EXCERPT TO READ –
---+---

Now, both of those bins are market improvements over Q4 as well. Now, there are about 4% of receivables that were billed prior to Q4, but I can say that so far what we've seen is that collections have been pretty strong in Q2, and we're looking forward to, you know, our more moderate revenue growth, reducing our drag in accounts receivables and letting some more cash flow come through. All that being said, our total operating cash flow for the quarter was sitting at about CAD 400,000. Below the operating cash flow line, I also want to point out that we're continuing to earmark in the range of about CAD 150,000-CAD 200,000 per quarter of continued long-term debt repayment to really have that slow and steady drip of improvements to our balance sheet going on into the future. So talk about revenue guidance.

Coming into the call and coming into this earnings release, we had guided for CAD 75 million of top-line revenue. Q1 definitely has been an amazing quarter for NTG Clarity. Our customers are continuing to show strong demand, not just for our professional services, but also more and more for our software products as well. That, combined with our already strong and consistent backlog of purchase orders and contracts on hand of about CAD 100 million, makes us confident to modestly increase our revenue guidance for the year from CAD 75 million to about CAD 78 million. That brings our targeted revenue growth for the year to be approximately 40% year-over-year growth.

---+---

RECORD SET –
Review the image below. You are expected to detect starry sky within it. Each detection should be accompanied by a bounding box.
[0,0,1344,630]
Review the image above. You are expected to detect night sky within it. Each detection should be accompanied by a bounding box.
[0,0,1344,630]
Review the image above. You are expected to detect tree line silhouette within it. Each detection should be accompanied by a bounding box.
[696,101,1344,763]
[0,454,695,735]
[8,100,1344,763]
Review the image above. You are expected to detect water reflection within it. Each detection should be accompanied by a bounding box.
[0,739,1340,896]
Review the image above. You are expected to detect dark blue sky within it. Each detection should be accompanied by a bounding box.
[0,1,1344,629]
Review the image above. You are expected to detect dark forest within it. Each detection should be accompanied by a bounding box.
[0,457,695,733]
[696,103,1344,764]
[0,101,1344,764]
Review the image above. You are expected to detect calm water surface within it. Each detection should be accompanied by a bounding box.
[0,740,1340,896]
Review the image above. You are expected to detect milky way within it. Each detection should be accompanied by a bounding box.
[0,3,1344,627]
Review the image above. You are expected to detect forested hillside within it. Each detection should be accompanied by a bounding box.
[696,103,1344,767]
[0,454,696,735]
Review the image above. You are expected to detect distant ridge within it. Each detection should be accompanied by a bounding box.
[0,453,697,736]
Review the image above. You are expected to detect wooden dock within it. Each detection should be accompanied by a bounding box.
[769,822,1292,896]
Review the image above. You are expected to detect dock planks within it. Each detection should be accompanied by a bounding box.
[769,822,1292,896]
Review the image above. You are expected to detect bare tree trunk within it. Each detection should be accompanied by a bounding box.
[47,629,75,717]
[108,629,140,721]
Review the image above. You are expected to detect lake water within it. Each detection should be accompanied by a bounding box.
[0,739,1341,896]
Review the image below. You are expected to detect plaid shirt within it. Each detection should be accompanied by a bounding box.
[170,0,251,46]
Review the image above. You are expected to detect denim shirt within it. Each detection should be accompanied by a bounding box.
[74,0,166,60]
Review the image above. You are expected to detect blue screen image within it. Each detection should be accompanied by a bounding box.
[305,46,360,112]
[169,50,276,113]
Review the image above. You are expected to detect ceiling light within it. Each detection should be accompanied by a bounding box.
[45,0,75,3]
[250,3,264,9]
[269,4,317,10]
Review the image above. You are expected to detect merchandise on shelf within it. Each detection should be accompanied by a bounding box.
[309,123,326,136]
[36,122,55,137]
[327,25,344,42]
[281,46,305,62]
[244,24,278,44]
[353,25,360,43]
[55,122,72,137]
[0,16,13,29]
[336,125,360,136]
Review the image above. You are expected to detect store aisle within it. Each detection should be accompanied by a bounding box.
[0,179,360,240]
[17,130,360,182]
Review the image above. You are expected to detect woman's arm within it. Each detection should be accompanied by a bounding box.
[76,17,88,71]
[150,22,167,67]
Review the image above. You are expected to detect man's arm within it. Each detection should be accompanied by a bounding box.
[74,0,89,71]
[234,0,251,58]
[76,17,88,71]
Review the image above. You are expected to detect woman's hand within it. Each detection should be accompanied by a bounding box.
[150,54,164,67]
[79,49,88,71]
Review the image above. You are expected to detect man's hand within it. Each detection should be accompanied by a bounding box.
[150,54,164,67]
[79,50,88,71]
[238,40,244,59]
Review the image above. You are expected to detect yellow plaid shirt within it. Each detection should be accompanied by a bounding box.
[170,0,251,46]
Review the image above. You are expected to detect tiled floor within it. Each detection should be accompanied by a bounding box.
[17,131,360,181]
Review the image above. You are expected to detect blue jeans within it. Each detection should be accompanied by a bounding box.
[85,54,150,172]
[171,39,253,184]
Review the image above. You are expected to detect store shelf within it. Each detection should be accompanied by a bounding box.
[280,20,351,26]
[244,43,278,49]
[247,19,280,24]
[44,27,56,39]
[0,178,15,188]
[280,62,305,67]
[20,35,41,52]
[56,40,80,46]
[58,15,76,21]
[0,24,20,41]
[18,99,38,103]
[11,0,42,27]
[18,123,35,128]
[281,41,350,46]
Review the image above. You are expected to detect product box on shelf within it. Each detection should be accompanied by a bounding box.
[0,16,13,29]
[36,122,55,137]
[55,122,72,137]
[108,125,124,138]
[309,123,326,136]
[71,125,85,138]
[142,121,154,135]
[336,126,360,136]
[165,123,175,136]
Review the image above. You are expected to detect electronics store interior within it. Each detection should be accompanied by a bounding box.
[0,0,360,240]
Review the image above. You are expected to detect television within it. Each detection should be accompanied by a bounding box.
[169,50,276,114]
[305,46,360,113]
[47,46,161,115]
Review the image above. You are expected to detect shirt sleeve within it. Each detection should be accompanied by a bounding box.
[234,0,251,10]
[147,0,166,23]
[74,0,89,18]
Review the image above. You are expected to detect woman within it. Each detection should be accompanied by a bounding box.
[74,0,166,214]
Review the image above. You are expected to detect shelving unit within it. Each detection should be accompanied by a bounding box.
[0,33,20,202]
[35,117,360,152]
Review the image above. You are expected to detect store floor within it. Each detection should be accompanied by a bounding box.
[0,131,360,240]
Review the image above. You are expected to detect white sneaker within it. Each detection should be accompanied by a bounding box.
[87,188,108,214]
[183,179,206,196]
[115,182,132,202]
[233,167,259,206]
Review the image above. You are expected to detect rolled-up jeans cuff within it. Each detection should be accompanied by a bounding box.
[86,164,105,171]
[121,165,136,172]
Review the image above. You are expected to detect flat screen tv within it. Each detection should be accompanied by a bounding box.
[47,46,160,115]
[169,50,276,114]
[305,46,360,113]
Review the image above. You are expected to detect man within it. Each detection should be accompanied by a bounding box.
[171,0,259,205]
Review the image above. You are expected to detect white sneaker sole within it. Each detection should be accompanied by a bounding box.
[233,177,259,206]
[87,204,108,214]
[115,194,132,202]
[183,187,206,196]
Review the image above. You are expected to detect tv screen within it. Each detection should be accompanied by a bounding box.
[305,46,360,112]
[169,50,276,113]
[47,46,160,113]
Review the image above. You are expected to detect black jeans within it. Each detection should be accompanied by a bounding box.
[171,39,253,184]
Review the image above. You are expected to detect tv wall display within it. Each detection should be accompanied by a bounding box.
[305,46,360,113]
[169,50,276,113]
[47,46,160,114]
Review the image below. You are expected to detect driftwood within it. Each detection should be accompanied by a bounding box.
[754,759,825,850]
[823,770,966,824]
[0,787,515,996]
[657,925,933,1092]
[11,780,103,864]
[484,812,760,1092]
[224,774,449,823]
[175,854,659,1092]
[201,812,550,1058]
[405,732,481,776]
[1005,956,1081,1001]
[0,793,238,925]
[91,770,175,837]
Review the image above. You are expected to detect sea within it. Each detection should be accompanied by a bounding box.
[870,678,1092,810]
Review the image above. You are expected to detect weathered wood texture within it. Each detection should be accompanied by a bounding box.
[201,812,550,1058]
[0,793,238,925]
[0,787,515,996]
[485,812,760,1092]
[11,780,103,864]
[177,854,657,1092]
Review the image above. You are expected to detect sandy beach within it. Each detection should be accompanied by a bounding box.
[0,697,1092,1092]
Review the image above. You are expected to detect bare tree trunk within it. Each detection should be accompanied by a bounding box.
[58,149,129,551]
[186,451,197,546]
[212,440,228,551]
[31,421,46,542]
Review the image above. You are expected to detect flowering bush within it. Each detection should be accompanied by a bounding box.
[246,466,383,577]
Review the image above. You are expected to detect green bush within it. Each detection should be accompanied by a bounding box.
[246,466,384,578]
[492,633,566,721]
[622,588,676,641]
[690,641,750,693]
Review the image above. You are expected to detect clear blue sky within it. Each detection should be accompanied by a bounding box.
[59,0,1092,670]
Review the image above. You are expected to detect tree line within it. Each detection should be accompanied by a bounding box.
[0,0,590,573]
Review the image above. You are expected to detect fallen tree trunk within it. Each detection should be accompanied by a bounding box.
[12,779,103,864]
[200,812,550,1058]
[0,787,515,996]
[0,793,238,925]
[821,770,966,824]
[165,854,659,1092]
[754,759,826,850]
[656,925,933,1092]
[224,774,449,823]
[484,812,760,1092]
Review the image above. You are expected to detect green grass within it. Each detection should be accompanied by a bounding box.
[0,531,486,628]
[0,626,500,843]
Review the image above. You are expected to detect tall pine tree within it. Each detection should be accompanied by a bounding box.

---+---

PROBLEMS –
**A.** Answer these questions about the earnings call excerpt, one line each:
(i) What was the total operating cash flow for the quarter?
(ii) How much long-term debt repayment is being set aside per quarter?
(iii) To what figure is the revenue guidance for the year being raised?
**B.** Rewrite the part of the earnings call excerpt that opens with the words containing "Coming into the" and closes with "40% year-over-year growth.", replacing "customers" with "clients".
**C.** Recast the paragraph of the earnings call excerpt beginning "Coming into the call" as a short bulleted list that keeps its main facts.

SOLUTIONS FOR EACH TASK –
**A.**
(i) About CAD 400,000.
(ii) In the range of about CAD 150,000-CAD 200,000 per quarter.
(iii) About CAD 78 million, up from CAD 75 million.

**B.**
Coming into the call and coming into this earnings release, we had guided for CAD 75 million of top-line revenue. Q1 definitely has been an amazing quarter for NTG Clarity. Our clients are continuing to show strong demand, not just for our professional services, but also more and more for our software products as well. That, combined with our already strong and consistent backlog of purchase orders and contracts on hand of about CAD 100 million, makes us confident to modestly increase our revenue guidance for the year from CAD 75 million to about CAD 78 million. That brings our targeted revenue growth for the year to be approximately 40% year-over-year growth.

**C.**
- Revenue guidance going into the release was CAD 75 million.
- Q1 was an amazing quarter for NTG Clarity.
- Customers continue to show strong demand for professional services and, increasingly, for software products.
- The backlog of purchase orders and contracts on hand is about CAD 100 million.
- Revenue guidance for the year is being raised from CAD 75 million to about CAD 78 million.
- Targeted revenue growth for the year is approximately 40% year over year.